TEXT EXTRACT:

** Start **

The derivative of a function is often denoted by a prime symbol, such as \( f'(x) \) for the function \( f(x) \). To compute derivatives, basic rules such as the power rule, product rule, quotient rule, and chain rule are used. Each rule has specific applications depending on the form of the function.

For example, in the function \( j(x) = 5e^{-x} + \ln x \), the derivative \( j'(x) \) is found by differentiating each term individually. The term \( 5e^{-x} \) becomes \(-5e^{-x}\) with the chain rule, and \( \ln x \) becomes \( \frac{1}{x} \) because the derivative of the natural logarithm is \( \frac{1}{x} \). Ultimately, the derivative is expressed as \( j'(x) = -5e^{-x} + \frac{1}{x} \).

Critical points are where a function's derivative is zero or undefined. These points are important because they can signal where a function is about to change direction. Knowing these points helps in analyzing and graphing functions, as they typically indicate potential local maxima or minima.

To find critical points for the function \( j(x) = 5e^{-x} + \ln x \), we set the derivative \( j'(x) = -5e^{-x} + \frac{1}{x} \) to zero. Solving \( -5e^{-x} + \frac{1}{x} = 0 \) gives the critical equation \( x = \frac{1}{5} e^x \). This type of equation may not have a straightforward algebraic solution, so numerical and graphical methods are typically used for finding values like \( x \approx 0.474 \).

These calculated points are then used for further analysis to determine if they are maxima, minima, or neither.

Relative extrema refer to the local maximum and minimum of a function. These are points where the function reaches a peak (maximum) or valley (minimum) within a certain range.

To determine relative extrema for the function \( j(x) \), we look at its critical points located previously. Once we have the critical point, around \( x \approx 0.474 \), we use the second derivative test to identify the nature of this point.

** End **

GIVEN TASK 1: List the basic rules for computing derivatives that the derivatives text names.
GIVEN TASK 2:
Answer these questions from the derivatives text:
(a) At what points is a function's derivative zero or undefined?
(b) What is the derivative of the natural logarithm?
(c) Which test identifies the nature of a critical point?

(Photo labels with bounding boxes)
** Start **

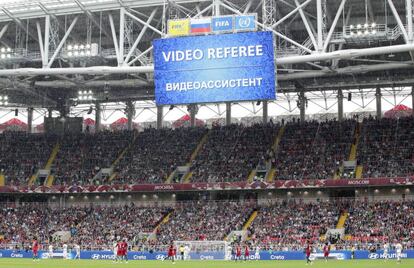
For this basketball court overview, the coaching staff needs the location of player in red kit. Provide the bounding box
[323,243,330,261]
[305,244,313,265]
[32,238,39,261]
[122,239,128,263]
[116,242,122,261]
[164,244,175,264]
[244,245,250,261]
[236,245,241,261]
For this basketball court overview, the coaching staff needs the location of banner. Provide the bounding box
[153,31,276,105]
[0,250,414,261]
[0,176,414,193]
[167,19,190,36]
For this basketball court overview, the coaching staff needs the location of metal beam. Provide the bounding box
[0,65,154,76]
[125,11,166,37]
[405,0,414,43]
[322,0,346,52]
[36,21,47,66]
[316,0,323,49]
[277,61,414,81]
[127,46,153,66]
[123,9,157,65]
[279,0,316,20]
[1,7,38,41]
[221,3,312,53]
[47,16,78,68]
[0,23,9,40]
[43,15,50,67]
[271,0,312,29]
[388,0,409,43]
[118,7,125,64]
[108,14,122,65]
[295,0,318,50]
[74,0,111,37]
[276,44,414,65]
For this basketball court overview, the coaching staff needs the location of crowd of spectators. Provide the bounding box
[272,120,356,180]
[0,117,414,185]
[0,131,57,185]
[114,127,207,184]
[49,131,134,185]
[249,200,341,250]
[191,123,279,182]
[0,203,171,249]
[345,200,414,246]
[358,117,414,178]
[0,200,414,250]
[157,201,255,245]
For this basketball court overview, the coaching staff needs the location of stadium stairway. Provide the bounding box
[348,122,363,179]
[242,210,259,231]
[152,210,174,234]
[355,165,364,179]
[108,132,138,181]
[28,142,60,187]
[265,125,286,182]
[247,169,257,183]
[348,122,361,161]
[336,212,349,229]
[171,131,210,183]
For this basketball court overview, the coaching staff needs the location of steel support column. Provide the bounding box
[411,86,414,116]
[375,87,382,119]
[189,104,197,127]
[338,89,344,122]
[43,15,50,68]
[405,0,413,43]
[262,100,269,124]
[95,102,101,133]
[226,102,231,126]
[126,101,135,130]
[298,91,306,122]
[118,7,125,64]
[27,107,33,133]
[316,0,323,49]
[157,106,164,129]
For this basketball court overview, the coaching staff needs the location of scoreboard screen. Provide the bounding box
[153,32,276,105]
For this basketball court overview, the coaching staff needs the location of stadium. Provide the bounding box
[0,0,414,268]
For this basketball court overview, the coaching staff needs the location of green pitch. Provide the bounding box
[0,259,414,268]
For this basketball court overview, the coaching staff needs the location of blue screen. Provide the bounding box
[153,32,276,105]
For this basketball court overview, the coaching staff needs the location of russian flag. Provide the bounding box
[190,18,211,33]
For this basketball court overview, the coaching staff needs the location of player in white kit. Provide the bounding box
[254,246,260,260]
[62,244,68,260]
[73,244,80,260]
[113,242,118,262]
[395,243,402,264]
[384,242,390,261]
[48,244,53,259]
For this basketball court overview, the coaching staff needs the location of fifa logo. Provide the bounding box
[239,17,251,28]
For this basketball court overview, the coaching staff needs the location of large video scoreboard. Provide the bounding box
[153,16,276,105]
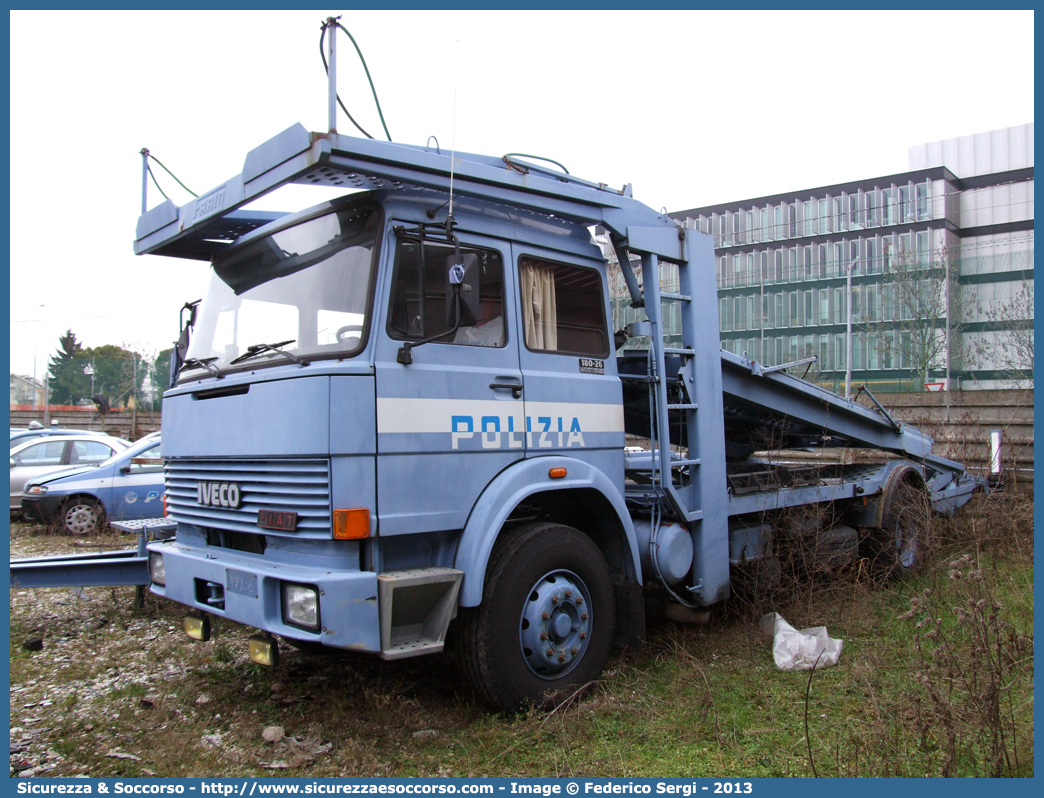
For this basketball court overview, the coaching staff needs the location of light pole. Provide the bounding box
[845,255,859,399]
[32,305,46,408]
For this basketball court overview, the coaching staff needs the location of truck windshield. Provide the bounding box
[183,206,379,379]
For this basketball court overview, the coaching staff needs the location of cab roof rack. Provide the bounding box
[134,123,687,261]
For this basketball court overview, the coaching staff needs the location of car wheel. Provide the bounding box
[456,523,616,711]
[58,496,105,535]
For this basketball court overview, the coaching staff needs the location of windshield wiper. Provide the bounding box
[229,338,309,366]
[182,357,224,379]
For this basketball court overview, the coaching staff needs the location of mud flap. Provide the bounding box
[613,582,645,649]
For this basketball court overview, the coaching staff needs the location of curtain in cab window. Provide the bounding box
[521,258,559,352]
[519,257,610,357]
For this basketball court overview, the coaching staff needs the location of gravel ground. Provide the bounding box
[10,522,480,777]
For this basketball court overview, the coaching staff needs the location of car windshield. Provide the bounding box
[98,438,160,468]
[184,200,379,379]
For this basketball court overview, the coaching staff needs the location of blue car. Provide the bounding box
[22,435,165,535]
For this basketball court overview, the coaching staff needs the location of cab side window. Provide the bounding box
[387,235,507,347]
[15,441,66,466]
[131,444,163,474]
[69,441,113,465]
[519,256,609,357]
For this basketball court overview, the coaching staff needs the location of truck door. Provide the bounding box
[376,228,525,537]
[512,243,624,474]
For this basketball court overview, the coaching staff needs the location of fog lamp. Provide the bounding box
[184,615,210,642]
[148,551,167,587]
[246,637,279,667]
[283,582,319,632]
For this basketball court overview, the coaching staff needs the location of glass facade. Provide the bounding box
[615,167,1033,391]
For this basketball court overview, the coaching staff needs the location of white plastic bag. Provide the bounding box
[761,612,844,671]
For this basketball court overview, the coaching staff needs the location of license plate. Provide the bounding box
[224,568,258,599]
[258,510,298,532]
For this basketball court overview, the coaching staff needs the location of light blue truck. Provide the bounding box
[135,116,979,709]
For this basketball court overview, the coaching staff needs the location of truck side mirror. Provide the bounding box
[446,252,481,327]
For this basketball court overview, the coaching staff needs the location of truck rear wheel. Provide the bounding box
[870,480,931,580]
[456,523,616,711]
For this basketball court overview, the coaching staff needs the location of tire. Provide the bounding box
[455,523,616,712]
[869,482,931,581]
[57,496,105,536]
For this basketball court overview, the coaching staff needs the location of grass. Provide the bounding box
[10,493,1034,777]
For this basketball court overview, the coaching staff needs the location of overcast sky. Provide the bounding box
[10,10,1034,377]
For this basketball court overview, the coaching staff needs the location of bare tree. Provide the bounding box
[862,240,968,384]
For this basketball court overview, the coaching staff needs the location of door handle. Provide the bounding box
[490,382,522,399]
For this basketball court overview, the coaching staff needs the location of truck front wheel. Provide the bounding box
[457,523,616,711]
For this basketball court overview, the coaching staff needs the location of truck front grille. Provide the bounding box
[166,460,330,536]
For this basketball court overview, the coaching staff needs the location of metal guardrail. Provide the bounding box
[10,518,177,605]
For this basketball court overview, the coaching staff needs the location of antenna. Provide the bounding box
[449,39,460,219]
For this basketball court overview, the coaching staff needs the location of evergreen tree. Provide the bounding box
[48,330,91,404]
[82,344,148,407]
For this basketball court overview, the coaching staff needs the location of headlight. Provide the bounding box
[148,551,167,587]
[283,582,319,632]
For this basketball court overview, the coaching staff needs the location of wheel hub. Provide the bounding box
[66,504,96,535]
[519,570,591,679]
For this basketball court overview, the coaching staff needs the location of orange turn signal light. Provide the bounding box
[333,508,370,540]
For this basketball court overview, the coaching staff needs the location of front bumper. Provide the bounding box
[148,540,381,652]
[22,495,66,523]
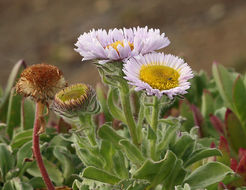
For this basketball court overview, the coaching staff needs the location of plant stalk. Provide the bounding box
[151,96,159,160]
[120,85,139,147]
[33,102,55,190]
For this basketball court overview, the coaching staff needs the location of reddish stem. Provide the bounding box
[33,102,55,190]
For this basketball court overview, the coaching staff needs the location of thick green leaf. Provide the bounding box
[180,101,195,132]
[0,143,15,181]
[133,151,177,187]
[148,126,157,140]
[201,90,214,118]
[27,158,63,185]
[157,125,178,152]
[75,145,104,168]
[172,134,195,158]
[53,146,74,179]
[184,162,233,190]
[98,124,124,147]
[96,83,112,121]
[225,110,246,152]
[184,147,222,167]
[11,129,33,149]
[6,88,22,139]
[113,151,129,179]
[175,183,191,190]
[212,64,234,109]
[119,139,144,165]
[100,140,115,170]
[28,177,46,190]
[233,76,246,131]
[107,88,126,123]
[82,166,120,185]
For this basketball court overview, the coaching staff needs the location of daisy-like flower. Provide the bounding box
[75,26,170,64]
[123,53,193,99]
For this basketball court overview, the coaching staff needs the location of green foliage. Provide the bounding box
[0,59,246,190]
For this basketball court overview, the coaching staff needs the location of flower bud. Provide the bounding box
[16,64,67,103]
[51,83,100,121]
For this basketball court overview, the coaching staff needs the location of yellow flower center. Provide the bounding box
[140,64,180,90]
[106,41,134,53]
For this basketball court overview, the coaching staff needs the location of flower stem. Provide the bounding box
[33,102,55,190]
[120,85,139,146]
[79,114,97,146]
[151,96,159,160]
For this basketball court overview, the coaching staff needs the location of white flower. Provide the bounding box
[75,26,170,64]
[123,53,193,99]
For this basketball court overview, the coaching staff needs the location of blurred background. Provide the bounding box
[0,0,246,85]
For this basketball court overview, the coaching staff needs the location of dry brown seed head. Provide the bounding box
[16,64,67,102]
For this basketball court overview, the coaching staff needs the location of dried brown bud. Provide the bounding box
[16,64,66,102]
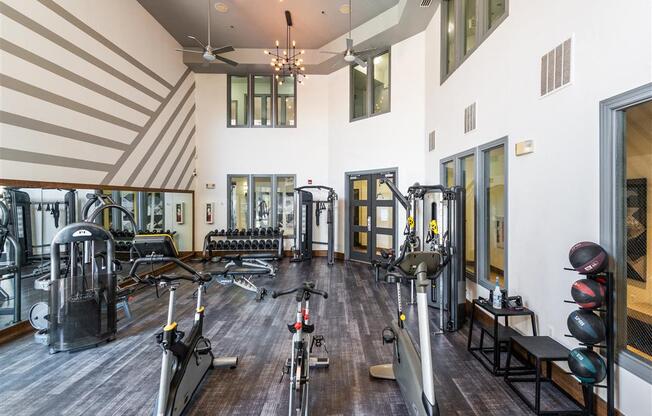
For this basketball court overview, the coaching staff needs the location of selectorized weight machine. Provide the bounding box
[290,185,337,265]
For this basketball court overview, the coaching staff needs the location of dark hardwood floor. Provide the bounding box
[0,259,572,416]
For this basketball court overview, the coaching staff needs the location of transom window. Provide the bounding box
[226,75,297,128]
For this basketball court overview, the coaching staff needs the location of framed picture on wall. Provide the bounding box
[205,202,215,224]
[174,202,183,224]
[625,178,647,282]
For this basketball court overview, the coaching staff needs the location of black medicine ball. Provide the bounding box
[571,279,606,309]
[566,309,606,344]
[568,241,609,274]
[568,348,607,384]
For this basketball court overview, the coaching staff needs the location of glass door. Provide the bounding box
[349,175,371,261]
[349,172,396,262]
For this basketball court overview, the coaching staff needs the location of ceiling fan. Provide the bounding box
[321,0,375,68]
[177,0,238,66]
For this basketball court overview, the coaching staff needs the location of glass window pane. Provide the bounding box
[353,179,368,201]
[488,0,507,29]
[376,234,394,256]
[618,101,652,361]
[376,207,394,228]
[373,52,389,114]
[446,1,456,73]
[442,160,455,188]
[276,176,294,235]
[351,65,367,118]
[254,176,272,228]
[276,77,296,126]
[484,146,505,287]
[462,156,476,278]
[253,75,272,126]
[464,0,476,54]
[229,176,249,230]
[352,232,368,253]
[229,76,249,126]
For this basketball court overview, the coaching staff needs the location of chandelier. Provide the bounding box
[265,10,308,85]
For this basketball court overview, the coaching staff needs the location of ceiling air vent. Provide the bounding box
[464,103,476,133]
[428,130,435,152]
[540,38,573,97]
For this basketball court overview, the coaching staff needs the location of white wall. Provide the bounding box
[195,74,329,250]
[425,0,652,415]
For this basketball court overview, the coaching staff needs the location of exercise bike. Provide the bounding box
[369,250,442,416]
[272,282,329,416]
[129,234,238,416]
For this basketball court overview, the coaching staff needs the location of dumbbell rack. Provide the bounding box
[204,229,283,259]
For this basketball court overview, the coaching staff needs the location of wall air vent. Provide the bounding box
[540,38,573,97]
[464,103,476,133]
[428,130,435,152]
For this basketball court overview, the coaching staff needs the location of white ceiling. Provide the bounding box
[138,0,399,49]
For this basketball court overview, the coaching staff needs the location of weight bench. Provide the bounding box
[208,255,276,301]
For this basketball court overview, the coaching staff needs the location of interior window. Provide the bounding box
[619,101,652,361]
[253,75,272,127]
[373,52,389,114]
[276,77,296,127]
[229,75,249,126]
[484,146,505,288]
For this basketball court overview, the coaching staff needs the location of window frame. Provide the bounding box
[226,73,299,129]
[439,136,509,290]
[226,173,297,238]
[272,77,299,129]
[440,0,509,85]
[251,74,276,129]
[226,74,253,129]
[349,47,392,123]
[600,83,652,383]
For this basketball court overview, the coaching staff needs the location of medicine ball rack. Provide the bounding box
[564,269,616,416]
[203,227,283,259]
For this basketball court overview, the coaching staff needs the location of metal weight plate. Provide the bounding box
[29,302,50,330]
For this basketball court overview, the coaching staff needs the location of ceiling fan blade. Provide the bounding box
[212,45,235,55]
[177,49,204,54]
[354,56,367,68]
[213,55,238,66]
[188,35,206,49]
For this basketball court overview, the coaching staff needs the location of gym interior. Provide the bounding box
[0,0,652,416]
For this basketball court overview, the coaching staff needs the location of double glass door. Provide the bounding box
[348,172,396,262]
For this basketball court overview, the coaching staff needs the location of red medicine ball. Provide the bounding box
[571,279,605,309]
[568,241,609,274]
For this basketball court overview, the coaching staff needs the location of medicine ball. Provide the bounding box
[568,348,607,384]
[566,309,606,344]
[571,279,606,309]
[568,241,609,274]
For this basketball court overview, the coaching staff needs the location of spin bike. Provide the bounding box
[272,282,329,416]
[129,242,238,416]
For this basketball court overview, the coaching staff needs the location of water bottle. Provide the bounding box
[492,277,503,309]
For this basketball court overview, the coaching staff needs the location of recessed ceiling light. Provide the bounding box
[215,3,229,13]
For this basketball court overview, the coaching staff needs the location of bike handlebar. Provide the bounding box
[272,282,328,301]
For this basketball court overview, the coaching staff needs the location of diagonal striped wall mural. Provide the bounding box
[0,0,195,189]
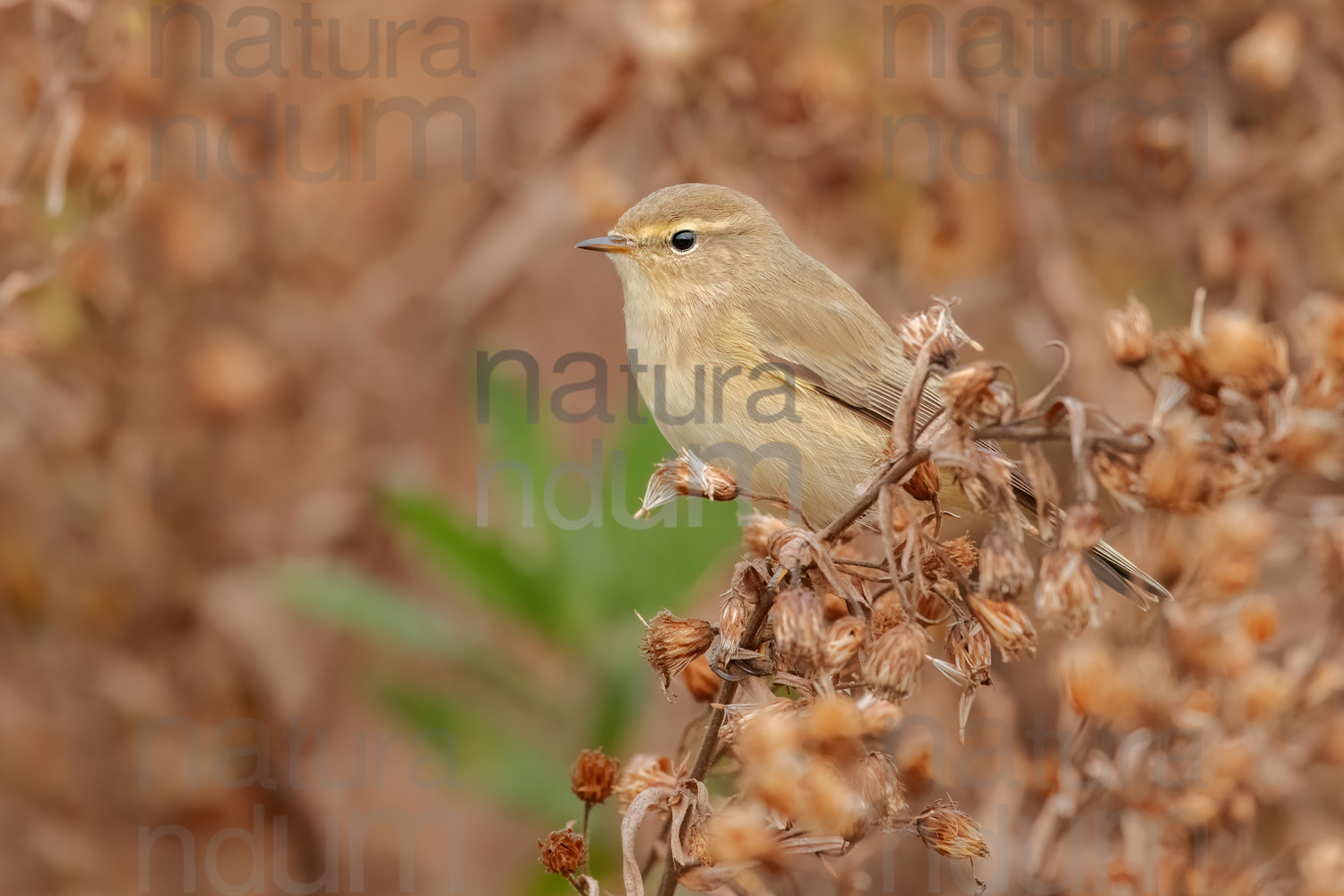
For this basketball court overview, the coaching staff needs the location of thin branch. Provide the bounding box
[659,574,774,896]
[817,447,930,541]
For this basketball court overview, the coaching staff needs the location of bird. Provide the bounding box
[577,184,1171,607]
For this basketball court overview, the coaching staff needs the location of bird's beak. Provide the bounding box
[574,234,633,253]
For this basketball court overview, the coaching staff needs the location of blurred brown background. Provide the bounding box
[0,0,1344,893]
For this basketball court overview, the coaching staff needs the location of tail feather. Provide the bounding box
[1088,541,1172,610]
[1012,461,1174,610]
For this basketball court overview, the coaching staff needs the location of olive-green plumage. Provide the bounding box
[580,184,1166,607]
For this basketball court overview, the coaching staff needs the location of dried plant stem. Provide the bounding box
[659,577,774,896]
[975,422,1152,452]
[817,447,930,541]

** End **

EXERCISE ANSWER 1: Power rule, product rule, quotient rule, chain rule

EXERCISE ANSWER 2:
(a) Critical points
(b) \( \frac{1}{x} \)
(c) The second derivative test